> **EXCERPT TO READ**
Trump versus the bond markets...
| 11 Oct 2018
Pity Jay Powell, the new chairman of the Federal Reserve this month as he eulogised on the US economy and celebrated a 3.7% jobless rate (the lowest since 1969) - only to find a fire storm brewing in the US treasury markets, along with a sharp correction in technology stocks and then a verbal ‘broadside’ from the US President.
More cautious hands might have said that boasting of a ‘remarkably positive set of economic circumstances’ was asking for trouble and forgetting the advice of the Fed’s longest serving Chair1 - namely that the job of a central banker is to “to take away the punch bowl just as the party gets going.”
To be fair to Powell and to the White House, with eight US rate rises since 2015 some ‘punch’ has already gone from the bowl while the recent economic data has been truly exceptional; unemployment at a 90-year low, small business optimism at a record high2 and all achieved with core inflation still at 2% - a far cry from the backdrop of ‘secular stagnation’ that characterised the last years of the Obama administration. The concern for investors is that this renaissance has been fuelled by fiscal spending far later in the cycle and on a far greater scale (currently 0.75-1% of GDP) than any economic text book would ever advise – in short, Trumponomics (as this is being described) is a radical and largely unilateral economic experiment. It seems that what the President is doing is deliberately running the US economy ‘hot’ by injecting, over a decade, $1.5 trillion of tax cuts, nine years into an economic recovery - coupled with robust private investment this will likely lift US GDP growth above 3% for calendar-year 2018.
Unsurprisingly, such a policy does not come without risks; most obviously rising interest rates and bonds yields, a soaring dollar and a potentially spectacular increase in debt (the Congressional Budget Office suggests US debt/GDP could approach 100% by the end of the next decade – a level normally seen only in war time). This year alone the American budget deficit is predicted to be 4.2% of GDP (CBO Long Term Budget), or almost twice the level of the worst case Italian budget deficit for 2019 that is getting Rome into such hot water with the European Commission…
Is there some method in the madness of Trumponomics?

> **GIVEN DATA**
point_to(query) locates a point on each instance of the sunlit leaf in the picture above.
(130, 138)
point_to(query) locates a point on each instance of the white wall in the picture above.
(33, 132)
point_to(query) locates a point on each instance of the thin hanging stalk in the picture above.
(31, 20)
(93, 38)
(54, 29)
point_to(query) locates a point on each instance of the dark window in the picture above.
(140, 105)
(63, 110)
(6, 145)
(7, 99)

> **WHAT THIS EXERCISE ASKS**
[1] In the article on Trump versus the bond markets, what jobless rate did Jay Powell celebrate?
[2] Write out the rows again, requests included, from the line containing "point_to(query) locates a point on each instance of the dark" through the last line of the rows, adding 9 to every coordinate in the answers.

> **ANSWERS FOR THE TASKS**
[1] A 3.7% jobless rate, the lowest since 1969.

[2]
point_to(query) locates a point on each instance of the dark window in the picture above.
(149, 114)
(72, 119)
(15, 154)
(16, 108)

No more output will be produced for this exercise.